::: Provided data :::
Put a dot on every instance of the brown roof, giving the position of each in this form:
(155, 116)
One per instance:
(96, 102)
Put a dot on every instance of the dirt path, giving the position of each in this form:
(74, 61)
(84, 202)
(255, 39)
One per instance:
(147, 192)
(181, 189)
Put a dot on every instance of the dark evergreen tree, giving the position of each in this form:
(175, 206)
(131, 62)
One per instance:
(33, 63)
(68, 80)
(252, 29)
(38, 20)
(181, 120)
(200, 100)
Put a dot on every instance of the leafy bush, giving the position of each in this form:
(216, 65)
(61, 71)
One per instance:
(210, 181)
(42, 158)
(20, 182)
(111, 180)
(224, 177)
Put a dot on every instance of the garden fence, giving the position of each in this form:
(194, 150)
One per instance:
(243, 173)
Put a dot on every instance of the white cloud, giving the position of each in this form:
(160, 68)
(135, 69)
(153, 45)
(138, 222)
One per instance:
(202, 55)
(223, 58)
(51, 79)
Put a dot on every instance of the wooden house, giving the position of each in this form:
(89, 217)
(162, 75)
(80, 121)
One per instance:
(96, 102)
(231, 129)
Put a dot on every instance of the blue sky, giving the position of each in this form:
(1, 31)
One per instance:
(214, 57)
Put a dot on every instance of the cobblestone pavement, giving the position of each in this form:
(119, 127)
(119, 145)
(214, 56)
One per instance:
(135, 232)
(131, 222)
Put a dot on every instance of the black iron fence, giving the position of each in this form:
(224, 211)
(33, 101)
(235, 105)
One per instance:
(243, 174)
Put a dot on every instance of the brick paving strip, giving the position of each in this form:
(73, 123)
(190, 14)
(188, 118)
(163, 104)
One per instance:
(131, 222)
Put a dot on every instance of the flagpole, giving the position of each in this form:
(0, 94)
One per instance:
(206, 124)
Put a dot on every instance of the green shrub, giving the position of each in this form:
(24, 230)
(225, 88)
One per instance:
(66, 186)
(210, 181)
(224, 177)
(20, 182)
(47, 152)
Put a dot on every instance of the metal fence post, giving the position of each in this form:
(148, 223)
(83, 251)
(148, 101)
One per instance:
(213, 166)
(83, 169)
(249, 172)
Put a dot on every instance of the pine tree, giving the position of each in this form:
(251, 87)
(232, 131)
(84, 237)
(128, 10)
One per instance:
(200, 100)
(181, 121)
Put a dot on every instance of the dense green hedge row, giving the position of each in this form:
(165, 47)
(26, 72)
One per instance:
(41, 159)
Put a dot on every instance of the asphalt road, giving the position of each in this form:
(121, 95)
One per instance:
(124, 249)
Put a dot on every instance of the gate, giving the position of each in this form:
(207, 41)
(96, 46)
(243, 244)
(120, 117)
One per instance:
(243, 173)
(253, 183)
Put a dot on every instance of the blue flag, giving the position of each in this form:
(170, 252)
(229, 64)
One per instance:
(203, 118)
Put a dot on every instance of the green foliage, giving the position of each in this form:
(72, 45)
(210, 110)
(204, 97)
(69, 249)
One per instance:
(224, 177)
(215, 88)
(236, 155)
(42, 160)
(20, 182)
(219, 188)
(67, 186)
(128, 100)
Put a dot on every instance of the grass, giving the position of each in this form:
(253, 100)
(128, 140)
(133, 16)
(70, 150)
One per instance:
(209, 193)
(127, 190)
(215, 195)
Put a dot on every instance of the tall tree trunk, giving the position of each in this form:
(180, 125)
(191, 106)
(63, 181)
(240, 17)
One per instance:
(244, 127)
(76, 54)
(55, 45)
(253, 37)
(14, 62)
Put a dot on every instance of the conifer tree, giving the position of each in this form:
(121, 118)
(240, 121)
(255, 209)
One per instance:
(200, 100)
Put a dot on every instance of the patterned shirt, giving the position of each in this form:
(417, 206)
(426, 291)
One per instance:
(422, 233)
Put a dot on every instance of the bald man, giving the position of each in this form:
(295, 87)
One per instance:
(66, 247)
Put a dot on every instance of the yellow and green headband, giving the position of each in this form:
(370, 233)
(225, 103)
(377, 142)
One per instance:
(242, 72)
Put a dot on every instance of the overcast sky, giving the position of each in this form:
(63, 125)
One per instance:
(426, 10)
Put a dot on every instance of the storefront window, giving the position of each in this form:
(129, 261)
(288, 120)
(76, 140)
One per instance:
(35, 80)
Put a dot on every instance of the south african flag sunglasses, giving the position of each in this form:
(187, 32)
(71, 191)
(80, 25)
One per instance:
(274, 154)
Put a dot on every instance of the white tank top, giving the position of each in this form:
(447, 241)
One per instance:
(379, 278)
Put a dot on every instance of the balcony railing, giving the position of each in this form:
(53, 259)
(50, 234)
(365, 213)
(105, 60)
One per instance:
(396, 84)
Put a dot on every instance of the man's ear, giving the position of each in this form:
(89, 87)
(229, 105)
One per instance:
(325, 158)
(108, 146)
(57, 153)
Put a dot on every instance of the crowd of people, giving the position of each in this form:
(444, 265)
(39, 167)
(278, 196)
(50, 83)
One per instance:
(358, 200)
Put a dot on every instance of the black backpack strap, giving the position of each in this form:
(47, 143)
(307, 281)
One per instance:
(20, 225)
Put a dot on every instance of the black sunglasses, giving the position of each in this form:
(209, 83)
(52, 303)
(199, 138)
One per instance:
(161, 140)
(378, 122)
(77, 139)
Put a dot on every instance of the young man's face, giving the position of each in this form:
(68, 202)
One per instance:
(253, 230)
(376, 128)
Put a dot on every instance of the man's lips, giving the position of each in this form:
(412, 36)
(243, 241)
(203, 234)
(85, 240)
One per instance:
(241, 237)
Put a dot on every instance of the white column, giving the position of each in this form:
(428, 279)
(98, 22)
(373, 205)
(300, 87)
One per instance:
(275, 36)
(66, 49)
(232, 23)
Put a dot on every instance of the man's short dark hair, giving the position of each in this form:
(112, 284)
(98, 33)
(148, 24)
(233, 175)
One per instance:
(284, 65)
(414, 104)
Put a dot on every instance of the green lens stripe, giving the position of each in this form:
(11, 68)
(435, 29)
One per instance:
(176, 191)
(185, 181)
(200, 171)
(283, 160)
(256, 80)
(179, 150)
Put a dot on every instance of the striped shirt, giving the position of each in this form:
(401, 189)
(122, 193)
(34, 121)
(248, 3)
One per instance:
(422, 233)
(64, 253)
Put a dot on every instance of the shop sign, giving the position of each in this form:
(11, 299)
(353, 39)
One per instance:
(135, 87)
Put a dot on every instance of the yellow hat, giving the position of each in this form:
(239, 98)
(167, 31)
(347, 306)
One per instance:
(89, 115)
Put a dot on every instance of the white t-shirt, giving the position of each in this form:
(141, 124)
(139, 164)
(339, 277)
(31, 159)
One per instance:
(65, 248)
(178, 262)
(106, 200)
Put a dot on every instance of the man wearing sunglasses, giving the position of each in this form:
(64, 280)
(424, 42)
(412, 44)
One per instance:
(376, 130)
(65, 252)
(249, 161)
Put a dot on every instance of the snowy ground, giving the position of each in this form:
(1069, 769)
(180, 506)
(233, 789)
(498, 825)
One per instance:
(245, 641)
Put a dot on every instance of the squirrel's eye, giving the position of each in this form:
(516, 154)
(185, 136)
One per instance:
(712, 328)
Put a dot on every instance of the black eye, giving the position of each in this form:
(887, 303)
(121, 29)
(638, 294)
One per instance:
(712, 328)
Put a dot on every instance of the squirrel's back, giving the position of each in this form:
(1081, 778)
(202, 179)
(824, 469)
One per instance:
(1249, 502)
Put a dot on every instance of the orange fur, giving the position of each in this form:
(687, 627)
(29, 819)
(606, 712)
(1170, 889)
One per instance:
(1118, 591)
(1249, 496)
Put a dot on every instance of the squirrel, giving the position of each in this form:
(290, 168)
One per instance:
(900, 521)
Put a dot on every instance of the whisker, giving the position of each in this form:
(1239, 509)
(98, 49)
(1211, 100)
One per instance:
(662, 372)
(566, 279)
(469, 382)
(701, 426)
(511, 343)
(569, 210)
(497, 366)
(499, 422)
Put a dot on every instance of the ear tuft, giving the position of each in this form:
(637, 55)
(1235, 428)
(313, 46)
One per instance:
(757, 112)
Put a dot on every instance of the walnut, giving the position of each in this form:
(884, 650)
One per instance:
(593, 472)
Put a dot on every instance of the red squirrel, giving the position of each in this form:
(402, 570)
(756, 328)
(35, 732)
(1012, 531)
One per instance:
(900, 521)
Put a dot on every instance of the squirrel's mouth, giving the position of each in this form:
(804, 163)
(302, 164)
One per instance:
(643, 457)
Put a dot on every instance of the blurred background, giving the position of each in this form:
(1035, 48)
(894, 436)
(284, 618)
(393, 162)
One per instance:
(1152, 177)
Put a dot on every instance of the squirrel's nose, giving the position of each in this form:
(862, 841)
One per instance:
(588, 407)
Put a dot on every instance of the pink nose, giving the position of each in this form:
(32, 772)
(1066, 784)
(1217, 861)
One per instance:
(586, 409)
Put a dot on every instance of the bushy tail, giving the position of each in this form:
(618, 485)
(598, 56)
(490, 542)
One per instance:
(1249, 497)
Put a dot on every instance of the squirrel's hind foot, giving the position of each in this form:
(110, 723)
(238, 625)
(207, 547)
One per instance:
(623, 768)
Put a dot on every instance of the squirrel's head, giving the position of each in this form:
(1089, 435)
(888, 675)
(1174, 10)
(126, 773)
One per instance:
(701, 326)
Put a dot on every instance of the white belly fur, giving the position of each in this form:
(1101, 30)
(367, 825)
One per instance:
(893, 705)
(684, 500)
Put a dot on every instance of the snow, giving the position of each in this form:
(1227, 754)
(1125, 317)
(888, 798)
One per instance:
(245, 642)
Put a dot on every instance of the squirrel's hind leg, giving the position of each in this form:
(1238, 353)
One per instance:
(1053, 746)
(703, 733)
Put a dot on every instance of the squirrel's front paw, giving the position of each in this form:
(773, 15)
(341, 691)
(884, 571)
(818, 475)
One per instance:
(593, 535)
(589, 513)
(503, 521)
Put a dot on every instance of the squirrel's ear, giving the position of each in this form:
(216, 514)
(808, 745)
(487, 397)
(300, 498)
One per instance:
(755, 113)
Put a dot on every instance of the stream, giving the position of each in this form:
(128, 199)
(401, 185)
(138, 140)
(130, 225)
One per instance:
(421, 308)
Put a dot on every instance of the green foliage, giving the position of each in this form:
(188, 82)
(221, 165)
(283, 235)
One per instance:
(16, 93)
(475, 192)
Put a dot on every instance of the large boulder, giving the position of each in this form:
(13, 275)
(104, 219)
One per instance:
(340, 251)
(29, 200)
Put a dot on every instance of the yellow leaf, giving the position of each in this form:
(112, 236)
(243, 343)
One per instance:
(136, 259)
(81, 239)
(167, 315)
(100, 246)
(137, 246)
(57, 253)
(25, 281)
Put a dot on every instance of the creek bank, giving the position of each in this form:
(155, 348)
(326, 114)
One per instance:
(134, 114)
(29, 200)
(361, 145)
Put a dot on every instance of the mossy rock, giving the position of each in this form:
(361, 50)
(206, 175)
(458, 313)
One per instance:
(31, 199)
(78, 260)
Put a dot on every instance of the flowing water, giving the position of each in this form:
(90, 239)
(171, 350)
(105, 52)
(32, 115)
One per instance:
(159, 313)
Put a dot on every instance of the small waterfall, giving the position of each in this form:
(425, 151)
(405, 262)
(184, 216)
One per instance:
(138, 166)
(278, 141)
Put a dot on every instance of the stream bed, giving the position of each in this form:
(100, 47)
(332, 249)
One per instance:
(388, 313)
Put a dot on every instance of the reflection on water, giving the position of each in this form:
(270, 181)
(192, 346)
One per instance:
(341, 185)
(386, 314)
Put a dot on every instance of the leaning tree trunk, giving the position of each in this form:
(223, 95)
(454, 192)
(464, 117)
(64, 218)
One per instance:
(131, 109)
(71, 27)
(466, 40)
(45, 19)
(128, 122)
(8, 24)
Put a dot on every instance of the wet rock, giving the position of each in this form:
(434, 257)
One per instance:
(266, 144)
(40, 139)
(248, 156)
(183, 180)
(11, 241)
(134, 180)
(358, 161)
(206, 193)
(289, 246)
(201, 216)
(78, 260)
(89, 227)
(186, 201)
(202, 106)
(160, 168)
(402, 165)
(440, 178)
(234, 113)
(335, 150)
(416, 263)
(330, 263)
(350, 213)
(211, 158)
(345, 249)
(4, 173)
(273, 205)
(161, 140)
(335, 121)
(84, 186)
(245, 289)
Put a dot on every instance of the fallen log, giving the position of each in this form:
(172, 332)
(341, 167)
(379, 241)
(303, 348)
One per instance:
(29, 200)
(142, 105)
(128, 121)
:::
Directions — Reproduce word for word the stretch of lines above from the line containing "Put a dot on every instance of the leaning" through the last line.

Result —
Put a dot on every instance of the leaning tree trunk, giving the position of each in this form:
(223, 95)
(454, 192)
(464, 117)
(64, 218)
One per instance:
(131, 109)
(71, 27)
(466, 40)
(45, 19)
(128, 122)
(8, 24)
Put a dot on every instance of the wet rock, giving the position of each in this form:
(434, 257)
One per instance:
(266, 144)
(40, 139)
(248, 156)
(183, 180)
(11, 241)
(134, 180)
(358, 161)
(206, 193)
(289, 246)
(201, 216)
(78, 260)
(89, 227)
(186, 201)
(202, 106)
(160, 168)
(402, 165)
(440, 178)
(234, 113)
(335, 150)
(416, 263)
(330, 263)
(350, 213)
(211, 158)
(345, 249)
(4, 173)
(273, 205)
(161, 140)
(335, 121)
(84, 186)
(245, 289)
Put a dot on every instance of the fallen log, giving the position of each in this form:
(172, 332)
(341, 167)
(379, 241)
(303, 348)
One per instance:
(29, 200)
(142, 105)
(128, 121)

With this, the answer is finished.